— WORK TO DO —
How many lines in the entries below contain the string "jacket"? Reply with the number alone.
----------------
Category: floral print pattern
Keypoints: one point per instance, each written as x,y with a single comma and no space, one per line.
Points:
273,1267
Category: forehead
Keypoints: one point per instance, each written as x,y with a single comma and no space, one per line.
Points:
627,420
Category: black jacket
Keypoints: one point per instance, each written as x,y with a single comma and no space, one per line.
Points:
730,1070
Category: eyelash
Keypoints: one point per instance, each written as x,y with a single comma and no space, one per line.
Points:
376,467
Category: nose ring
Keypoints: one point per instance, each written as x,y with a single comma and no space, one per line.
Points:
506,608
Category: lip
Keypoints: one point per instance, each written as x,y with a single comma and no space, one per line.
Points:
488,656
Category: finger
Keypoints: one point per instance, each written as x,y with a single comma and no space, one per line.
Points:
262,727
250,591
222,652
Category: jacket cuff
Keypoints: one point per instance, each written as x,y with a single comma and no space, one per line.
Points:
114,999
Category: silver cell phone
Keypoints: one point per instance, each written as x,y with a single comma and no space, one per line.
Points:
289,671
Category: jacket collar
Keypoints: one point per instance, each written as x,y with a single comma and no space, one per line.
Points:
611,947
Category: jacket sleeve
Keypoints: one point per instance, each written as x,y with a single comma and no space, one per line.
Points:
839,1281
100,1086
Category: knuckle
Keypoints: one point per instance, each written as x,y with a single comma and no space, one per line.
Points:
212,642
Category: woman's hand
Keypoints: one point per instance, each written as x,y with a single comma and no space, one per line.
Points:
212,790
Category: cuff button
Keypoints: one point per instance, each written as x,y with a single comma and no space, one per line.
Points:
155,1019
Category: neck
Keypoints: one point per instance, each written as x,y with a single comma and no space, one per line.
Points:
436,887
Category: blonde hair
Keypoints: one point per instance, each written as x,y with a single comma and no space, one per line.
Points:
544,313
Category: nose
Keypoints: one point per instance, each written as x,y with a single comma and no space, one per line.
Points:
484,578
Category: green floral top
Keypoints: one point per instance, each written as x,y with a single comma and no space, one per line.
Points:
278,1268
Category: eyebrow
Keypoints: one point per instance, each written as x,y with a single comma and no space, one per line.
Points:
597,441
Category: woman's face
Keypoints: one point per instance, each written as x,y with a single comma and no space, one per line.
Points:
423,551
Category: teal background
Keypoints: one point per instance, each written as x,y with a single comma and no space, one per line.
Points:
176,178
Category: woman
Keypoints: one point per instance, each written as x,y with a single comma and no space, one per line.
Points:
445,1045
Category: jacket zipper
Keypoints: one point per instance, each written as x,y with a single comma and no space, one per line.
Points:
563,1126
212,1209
----------------
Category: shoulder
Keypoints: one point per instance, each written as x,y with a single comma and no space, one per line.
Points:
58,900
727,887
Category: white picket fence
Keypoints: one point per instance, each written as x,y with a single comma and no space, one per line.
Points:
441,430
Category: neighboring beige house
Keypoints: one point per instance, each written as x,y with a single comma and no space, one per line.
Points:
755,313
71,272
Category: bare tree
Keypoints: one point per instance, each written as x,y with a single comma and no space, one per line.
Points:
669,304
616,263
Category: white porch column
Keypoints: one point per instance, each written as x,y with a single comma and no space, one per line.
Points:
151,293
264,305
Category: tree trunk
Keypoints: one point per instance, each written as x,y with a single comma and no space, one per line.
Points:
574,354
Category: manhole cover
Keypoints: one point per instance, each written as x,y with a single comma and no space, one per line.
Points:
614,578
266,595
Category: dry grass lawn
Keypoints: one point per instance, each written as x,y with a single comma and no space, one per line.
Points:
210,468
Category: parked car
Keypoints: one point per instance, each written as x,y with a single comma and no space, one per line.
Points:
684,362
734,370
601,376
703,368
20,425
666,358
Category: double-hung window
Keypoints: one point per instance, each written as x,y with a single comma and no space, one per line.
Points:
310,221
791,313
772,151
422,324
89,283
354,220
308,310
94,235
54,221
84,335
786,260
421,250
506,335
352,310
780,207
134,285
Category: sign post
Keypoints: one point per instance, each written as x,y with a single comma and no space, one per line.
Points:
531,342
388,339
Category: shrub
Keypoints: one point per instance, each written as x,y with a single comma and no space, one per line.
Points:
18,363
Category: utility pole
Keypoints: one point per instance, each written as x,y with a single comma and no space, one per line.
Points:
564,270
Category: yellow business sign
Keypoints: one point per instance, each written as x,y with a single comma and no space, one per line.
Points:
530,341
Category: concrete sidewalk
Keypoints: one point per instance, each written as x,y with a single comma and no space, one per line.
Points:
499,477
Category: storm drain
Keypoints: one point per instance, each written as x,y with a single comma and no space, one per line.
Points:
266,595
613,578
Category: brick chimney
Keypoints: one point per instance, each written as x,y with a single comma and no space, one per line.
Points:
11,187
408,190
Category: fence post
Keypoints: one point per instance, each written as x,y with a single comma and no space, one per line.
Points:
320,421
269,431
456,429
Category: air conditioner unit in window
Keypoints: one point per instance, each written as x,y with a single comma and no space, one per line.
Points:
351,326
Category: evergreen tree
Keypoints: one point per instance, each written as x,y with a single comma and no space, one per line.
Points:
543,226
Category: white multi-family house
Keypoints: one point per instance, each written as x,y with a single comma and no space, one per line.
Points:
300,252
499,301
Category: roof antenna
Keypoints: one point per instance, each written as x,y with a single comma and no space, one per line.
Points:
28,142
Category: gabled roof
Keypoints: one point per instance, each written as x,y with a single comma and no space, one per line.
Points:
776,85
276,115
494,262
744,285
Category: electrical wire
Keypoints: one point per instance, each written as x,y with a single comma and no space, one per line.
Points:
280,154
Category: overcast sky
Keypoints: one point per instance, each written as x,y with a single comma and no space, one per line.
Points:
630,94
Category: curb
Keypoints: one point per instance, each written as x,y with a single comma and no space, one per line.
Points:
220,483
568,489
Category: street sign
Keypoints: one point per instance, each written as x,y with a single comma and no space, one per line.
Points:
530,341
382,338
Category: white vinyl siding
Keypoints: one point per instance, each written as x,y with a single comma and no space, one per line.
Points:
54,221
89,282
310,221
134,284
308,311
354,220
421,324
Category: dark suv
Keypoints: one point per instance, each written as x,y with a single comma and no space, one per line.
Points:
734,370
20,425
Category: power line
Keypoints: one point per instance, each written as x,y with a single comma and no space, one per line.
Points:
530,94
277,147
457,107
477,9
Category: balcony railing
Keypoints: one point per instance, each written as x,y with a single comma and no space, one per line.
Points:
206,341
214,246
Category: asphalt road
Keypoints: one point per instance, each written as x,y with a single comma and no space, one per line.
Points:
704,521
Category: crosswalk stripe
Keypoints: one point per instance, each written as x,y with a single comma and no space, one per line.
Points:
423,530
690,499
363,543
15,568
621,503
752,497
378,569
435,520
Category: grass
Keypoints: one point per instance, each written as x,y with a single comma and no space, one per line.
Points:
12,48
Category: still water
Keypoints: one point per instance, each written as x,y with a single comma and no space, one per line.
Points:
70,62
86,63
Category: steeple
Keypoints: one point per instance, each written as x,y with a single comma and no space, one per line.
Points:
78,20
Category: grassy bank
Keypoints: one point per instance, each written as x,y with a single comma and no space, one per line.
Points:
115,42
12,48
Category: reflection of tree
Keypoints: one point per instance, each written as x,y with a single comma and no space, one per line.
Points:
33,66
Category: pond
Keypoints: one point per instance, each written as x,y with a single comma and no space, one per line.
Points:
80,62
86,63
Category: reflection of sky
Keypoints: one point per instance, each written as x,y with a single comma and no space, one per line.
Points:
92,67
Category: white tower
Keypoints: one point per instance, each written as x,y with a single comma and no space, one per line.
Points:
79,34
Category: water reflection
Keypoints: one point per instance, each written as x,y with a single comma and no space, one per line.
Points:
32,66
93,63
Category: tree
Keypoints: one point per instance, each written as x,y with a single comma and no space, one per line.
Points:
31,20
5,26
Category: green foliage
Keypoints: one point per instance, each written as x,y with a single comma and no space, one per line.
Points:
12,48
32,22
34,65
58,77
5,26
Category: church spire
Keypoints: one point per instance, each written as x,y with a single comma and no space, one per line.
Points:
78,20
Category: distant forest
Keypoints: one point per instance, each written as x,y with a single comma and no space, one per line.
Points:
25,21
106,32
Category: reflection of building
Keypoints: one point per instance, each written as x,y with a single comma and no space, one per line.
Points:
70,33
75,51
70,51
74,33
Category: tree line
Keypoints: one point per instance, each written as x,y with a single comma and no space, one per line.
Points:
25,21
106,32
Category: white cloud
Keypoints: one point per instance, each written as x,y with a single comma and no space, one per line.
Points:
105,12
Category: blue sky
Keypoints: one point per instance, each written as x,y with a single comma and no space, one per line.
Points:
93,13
----------------
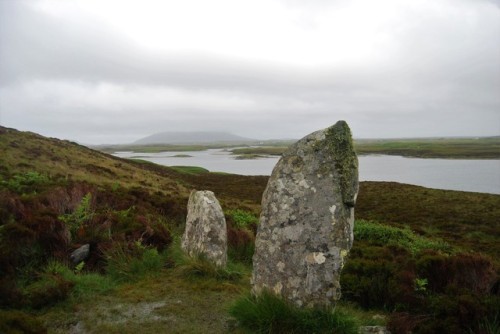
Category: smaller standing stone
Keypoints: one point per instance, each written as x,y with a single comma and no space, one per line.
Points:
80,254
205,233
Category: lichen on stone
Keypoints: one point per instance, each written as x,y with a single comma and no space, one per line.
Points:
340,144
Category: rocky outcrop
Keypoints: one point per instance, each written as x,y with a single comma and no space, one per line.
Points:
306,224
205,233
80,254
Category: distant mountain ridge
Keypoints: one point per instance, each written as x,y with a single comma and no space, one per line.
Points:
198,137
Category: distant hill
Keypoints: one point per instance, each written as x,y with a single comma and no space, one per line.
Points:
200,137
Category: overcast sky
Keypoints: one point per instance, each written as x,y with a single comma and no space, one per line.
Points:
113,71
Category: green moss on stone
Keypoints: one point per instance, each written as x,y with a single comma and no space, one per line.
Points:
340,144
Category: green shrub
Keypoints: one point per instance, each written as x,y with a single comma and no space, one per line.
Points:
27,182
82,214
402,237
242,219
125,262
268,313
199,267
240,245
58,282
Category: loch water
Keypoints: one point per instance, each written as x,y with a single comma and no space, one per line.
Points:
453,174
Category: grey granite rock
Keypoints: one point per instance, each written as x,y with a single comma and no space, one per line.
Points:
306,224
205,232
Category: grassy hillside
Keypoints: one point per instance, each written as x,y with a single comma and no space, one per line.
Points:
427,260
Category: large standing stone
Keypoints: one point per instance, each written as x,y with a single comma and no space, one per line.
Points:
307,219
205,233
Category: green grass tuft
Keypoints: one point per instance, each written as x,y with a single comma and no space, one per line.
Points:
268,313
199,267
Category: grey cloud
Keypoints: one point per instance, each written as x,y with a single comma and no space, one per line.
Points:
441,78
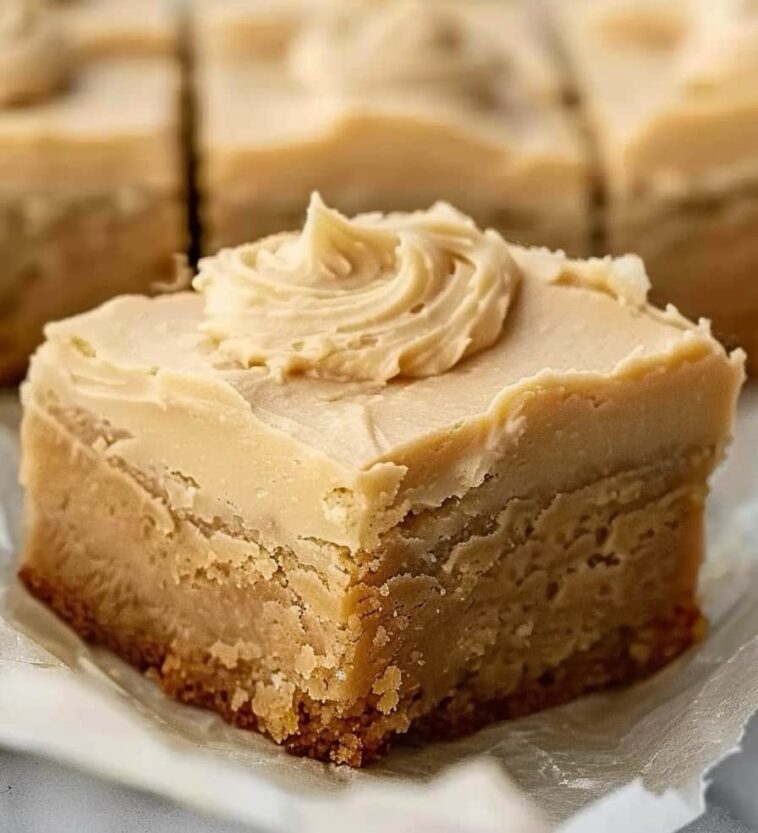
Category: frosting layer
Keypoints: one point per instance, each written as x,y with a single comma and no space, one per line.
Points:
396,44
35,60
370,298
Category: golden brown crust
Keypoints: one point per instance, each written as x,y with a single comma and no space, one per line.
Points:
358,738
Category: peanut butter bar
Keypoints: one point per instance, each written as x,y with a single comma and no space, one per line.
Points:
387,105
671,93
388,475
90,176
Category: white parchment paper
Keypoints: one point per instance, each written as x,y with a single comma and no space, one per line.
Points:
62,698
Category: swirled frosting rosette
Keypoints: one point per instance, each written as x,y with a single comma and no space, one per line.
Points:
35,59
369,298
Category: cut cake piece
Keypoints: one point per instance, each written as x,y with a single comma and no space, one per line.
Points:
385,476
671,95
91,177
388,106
----------------
— OUTPUT OF THE EXERCISE —
5